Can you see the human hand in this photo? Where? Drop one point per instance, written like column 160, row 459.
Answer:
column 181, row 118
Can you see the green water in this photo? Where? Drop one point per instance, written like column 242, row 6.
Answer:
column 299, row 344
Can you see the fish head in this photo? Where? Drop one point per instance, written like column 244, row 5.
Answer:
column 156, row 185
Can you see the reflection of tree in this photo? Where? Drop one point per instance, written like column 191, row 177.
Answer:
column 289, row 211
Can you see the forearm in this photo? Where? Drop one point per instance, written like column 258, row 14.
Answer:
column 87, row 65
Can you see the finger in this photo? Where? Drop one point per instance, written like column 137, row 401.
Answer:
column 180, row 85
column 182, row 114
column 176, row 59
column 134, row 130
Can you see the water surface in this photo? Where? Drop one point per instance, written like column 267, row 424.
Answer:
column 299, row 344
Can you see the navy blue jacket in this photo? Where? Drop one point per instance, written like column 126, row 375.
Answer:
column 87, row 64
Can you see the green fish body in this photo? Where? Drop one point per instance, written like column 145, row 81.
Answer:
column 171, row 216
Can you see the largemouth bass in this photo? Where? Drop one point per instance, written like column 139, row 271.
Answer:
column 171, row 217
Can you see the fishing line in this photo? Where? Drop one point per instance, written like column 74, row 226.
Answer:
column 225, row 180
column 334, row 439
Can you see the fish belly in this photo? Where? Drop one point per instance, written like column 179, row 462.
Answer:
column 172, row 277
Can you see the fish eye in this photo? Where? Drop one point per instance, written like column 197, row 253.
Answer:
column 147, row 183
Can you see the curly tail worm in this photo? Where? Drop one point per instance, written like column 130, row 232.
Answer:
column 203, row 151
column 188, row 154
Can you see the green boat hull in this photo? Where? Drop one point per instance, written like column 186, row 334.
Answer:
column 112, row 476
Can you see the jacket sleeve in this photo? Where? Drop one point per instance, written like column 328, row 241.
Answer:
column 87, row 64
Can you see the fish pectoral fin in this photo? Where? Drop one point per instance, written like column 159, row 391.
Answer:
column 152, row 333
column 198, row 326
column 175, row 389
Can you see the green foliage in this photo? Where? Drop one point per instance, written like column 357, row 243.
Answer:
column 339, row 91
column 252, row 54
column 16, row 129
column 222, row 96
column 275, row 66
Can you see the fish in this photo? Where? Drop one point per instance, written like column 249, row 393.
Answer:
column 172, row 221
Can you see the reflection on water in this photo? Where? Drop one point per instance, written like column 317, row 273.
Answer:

----

** ASSIGNED TASK **
Begin with the line holding "Can you see the green foliage" and end with the last line of the material. Copy all of them exactly.

** SOLUTION TO THE EXERCISE **
Can you see the green foliage in this photo? Where? Drop one point per instance, written like column 357, row 243.
Answer:
column 339, row 91
column 252, row 54
column 16, row 129
column 222, row 96
column 275, row 66
Can you see the fish in this photo? Where? Drop one point per instance, written like column 249, row 393.
Answer:
column 172, row 221
Can you see the reflection on water in this photo? Where? Drop one point per instance, written like column 317, row 273.
Answer:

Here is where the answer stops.